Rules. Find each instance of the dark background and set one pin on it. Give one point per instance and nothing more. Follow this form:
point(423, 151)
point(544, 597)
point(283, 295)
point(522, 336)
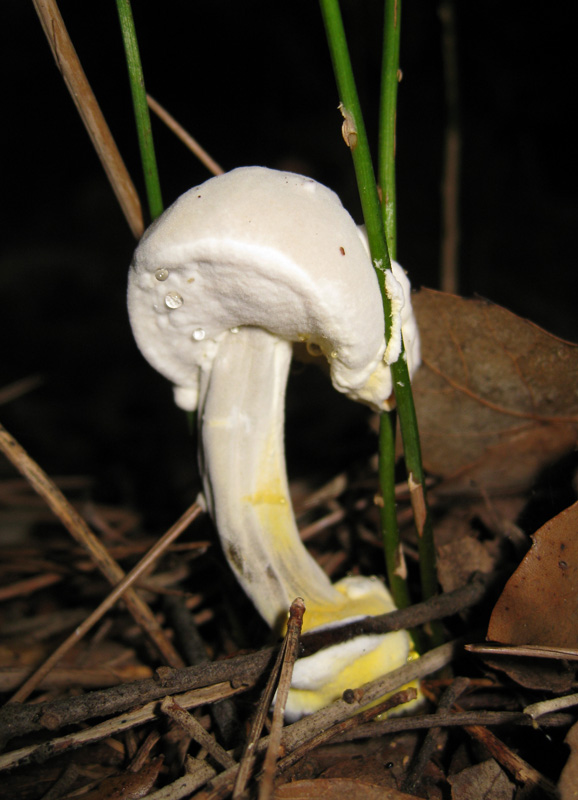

▶ [Task details] Copy out every line of text from the records above verbatim, and omit the pictures.

▶ [Final result]
Rules. Find each instance of the dark background and set one pin on it. Give one point per instance and nothing more. Follow this form:
point(423, 151)
point(544, 597)
point(283, 295)
point(522, 336)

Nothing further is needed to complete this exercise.